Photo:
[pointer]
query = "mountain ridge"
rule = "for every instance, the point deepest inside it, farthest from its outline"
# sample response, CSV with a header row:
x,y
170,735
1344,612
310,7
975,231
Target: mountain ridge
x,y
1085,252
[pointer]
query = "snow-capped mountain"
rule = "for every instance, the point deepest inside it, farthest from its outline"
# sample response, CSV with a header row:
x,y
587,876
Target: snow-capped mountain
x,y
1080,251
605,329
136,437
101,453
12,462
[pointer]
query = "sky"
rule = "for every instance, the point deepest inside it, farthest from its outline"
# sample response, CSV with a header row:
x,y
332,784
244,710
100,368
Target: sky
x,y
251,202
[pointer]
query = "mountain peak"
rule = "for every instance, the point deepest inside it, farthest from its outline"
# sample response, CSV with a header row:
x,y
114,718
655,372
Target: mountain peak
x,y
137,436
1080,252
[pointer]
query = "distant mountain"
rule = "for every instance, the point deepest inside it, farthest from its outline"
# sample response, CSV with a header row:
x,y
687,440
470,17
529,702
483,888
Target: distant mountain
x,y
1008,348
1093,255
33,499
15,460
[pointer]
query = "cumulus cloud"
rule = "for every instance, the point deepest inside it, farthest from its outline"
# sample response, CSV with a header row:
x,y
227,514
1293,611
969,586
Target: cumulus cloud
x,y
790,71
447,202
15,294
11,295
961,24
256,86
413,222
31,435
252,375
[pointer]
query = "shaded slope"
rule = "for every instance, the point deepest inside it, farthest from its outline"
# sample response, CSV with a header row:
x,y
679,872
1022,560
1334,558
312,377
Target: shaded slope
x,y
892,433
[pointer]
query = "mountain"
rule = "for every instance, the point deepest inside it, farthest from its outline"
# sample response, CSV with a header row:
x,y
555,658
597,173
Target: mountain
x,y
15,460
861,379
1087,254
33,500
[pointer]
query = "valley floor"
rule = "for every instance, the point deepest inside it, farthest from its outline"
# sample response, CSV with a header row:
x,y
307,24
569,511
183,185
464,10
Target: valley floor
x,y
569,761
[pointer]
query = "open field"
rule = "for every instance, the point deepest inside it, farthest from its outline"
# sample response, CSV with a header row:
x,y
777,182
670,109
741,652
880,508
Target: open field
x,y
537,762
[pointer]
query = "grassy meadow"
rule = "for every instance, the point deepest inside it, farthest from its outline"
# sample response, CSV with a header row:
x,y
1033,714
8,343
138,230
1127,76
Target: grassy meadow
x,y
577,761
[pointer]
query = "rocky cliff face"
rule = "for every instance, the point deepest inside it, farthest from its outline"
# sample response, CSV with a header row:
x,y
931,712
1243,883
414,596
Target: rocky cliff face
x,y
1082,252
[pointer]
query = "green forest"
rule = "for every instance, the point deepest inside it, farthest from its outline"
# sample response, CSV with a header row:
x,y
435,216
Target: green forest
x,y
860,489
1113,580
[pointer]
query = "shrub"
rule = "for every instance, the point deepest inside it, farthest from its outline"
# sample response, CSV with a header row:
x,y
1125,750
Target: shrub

**Stated task**:
Identify every line in the material above that contains the string "forest" and copy each one. Case counts.

**Worked solution**:
query = "green forest"
Target: green forest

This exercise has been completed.